_ACTIVITY LIST_
A: According to the article on market volatility, where have the biggest single-day rallies historically tended to occur?
B: Please carry the article on market volatility forward, starting right after its final sentence.

When the market waters get choppy, investors need to take a step back to cool their heads and get back to basics. Indeed, it’s hard to see your TFSA or RRSP portfolio lose more than 3-5% in any given week. With a bear market in the U.S. and a vicious correction in the TSX Index, it’s tempting to bail out of the markets. You could always get back in at a later date after the markets calm, right?
With a recession (partially) baked into many stocks, I do think investors need to consider the damage their portfolios have already sustained. If the coming recession is short-lived or doesn’t happen, many names in this market could be in for a considerable correction to the upside.
Undoubtedly, those who bail on the markets will not enjoy such a rally. Historically speaking, the biggest single-day rallies tend to be in close proximity to the worst single-day plunges. Remember, high market volatility means big down and up swings. It’s the downside swings you’re most likely to hear about these days.
Smart investors don’t time the market
Eventually, markets regain their footing. And you’ll want to stay invested, rather than picking your spots. Nobody knows how the stock market will end the year. It’ll surely be a turbulent ride, as earnings results come flowing in. I do think we’ve reached a point where the bar has been lowered to the extent that any modest beat is capable of triggering a significant rally. That’s how beaten up many stocks are these days.
If the first quarter, earnings results were about punishing the broader basket of names posting decent results. The second quarter could be about rewarding those names on better-than-feared results. Simply put, the bar has been lowered, making it easier for companies to jump over them, even if growth numbers continue to be weighed down by broader macro factors.

_STORED DATA_
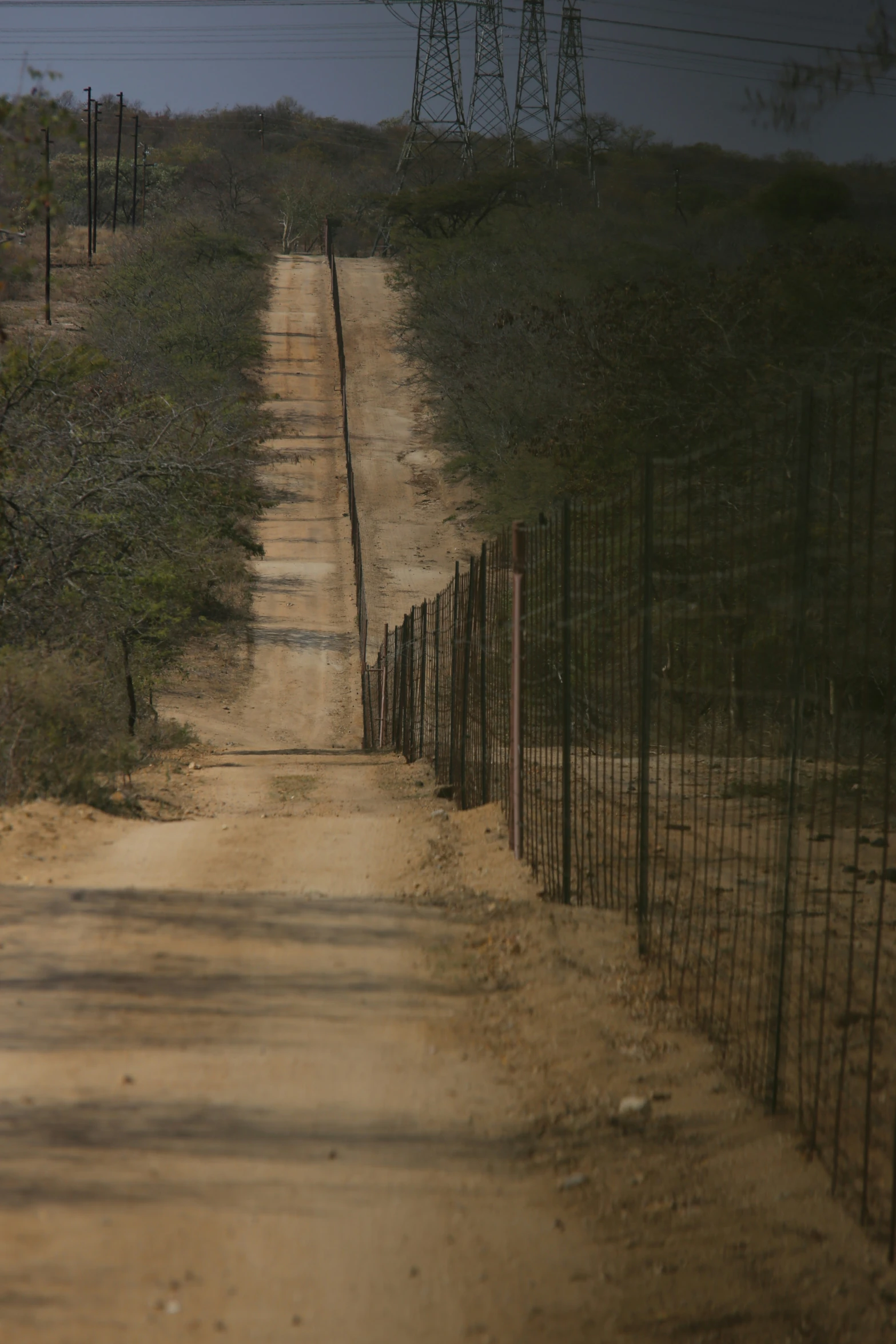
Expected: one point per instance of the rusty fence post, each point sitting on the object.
(484, 726)
(455, 644)
(644, 727)
(465, 685)
(515, 790)
(424, 616)
(566, 706)
(437, 690)
(385, 687)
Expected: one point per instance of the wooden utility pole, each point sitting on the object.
(143, 206)
(133, 201)
(46, 269)
(89, 92)
(95, 171)
(114, 205)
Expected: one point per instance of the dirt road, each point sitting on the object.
(310, 1062)
(228, 1104)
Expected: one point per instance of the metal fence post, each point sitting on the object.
(515, 790)
(410, 705)
(801, 581)
(437, 690)
(395, 690)
(645, 693)
(455, 613)
(385, 687)
(484, 726)
(566, 707)
(424, 615)
(465, 687)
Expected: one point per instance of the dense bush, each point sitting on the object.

_ANSWERS GIVEN_
A: In close proximity to the worst single-day plunges.

B:
CN stock: An efficient railway to sail through an economic storm
Let’s take a look at one simple value play in CN Rail (TSX:CNR)(NYSE:CNI), a dividend-growth stock with a new management team that’s hungry to make the railway giant efficient again. At writing, CN Rail has a spectacular operational track record, with a 23.2% ROE (return on equity) and 11.2% ROIC (return on invested capital). Both metrics are above the rail industry average of 19.6% and 9.5%, respectively.
In short, CN Rail is still a well-managed rail company. However, it has room to improve. Its ROE and ROIC numbers were much higher prior to the pandemic (34.8% and 21.9% were the high watermarks in 2018). CN Rail is still an incredibly efficient railway, but with a reputation for being one of the most efficient on the continent, there’s a lot to live up to.
Looking ahead, CN Rail has downgraded its operating ratio (OR) guidance — lower means a higher margin — to below 60% from around 57%. Given the magnitude of headwinds and uncertainties, an OR in the 60% range seems like a more realistic target. As recession and inflation headwinds pass, I’d look for CN Rail to continue lowering the bar on its OR target again (remember, lower is better).